* Given problem
Copy out the final stretch of the listing: the line that contains "# for each instance of the pink" and all lines after it, exactly as they appear.

+++ Record set

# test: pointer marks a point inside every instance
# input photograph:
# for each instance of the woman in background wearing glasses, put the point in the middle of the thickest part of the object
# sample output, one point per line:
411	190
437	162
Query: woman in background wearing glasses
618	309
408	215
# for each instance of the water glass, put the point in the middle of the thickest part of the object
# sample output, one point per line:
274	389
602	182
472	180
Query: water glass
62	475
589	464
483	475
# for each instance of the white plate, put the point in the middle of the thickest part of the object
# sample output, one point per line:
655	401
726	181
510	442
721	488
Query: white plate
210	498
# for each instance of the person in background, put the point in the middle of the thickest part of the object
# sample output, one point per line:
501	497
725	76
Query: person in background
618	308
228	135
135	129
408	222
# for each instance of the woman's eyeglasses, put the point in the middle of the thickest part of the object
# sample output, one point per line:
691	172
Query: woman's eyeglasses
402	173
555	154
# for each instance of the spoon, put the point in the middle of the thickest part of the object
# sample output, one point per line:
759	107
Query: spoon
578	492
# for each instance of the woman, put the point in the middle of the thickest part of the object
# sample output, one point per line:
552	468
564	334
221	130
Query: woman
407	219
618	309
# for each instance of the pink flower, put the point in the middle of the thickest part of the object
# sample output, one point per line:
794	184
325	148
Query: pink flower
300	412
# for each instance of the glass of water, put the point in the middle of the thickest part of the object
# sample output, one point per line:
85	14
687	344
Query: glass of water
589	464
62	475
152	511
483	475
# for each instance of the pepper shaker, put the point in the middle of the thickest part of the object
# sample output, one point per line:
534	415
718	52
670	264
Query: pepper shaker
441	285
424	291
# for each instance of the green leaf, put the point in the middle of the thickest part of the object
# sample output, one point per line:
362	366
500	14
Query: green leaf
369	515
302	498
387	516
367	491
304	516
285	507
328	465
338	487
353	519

++++++

* Solved exercise
# for each instance of the pink flower, put the point in the middle of the thickest part of the object
# sample output, one point per line:
794	184
325	148
Query: pink flower
300	412
# for each instance of the glass of water, put the point in the middle of the thickest part of the object
# sample output, one point per line:
85	14
687	344
Query: glass of water
589	464
62	475
152	511
483	475
# for each instance of the pepper shaker, put the point in the middle of the thickest part of the object
# sample output, one point per line:
534	415
718	52
670	264
Query: pepper shaker
441	285
424	291
# for each instance of the green leaf, put the point in the middle of the thickest part of the object
# sample output, one point per line:
362	366
500	14
Query: green leaf
369	515
302	498
387	516
367	491
304	516
285	507
328	465
338	487
353	519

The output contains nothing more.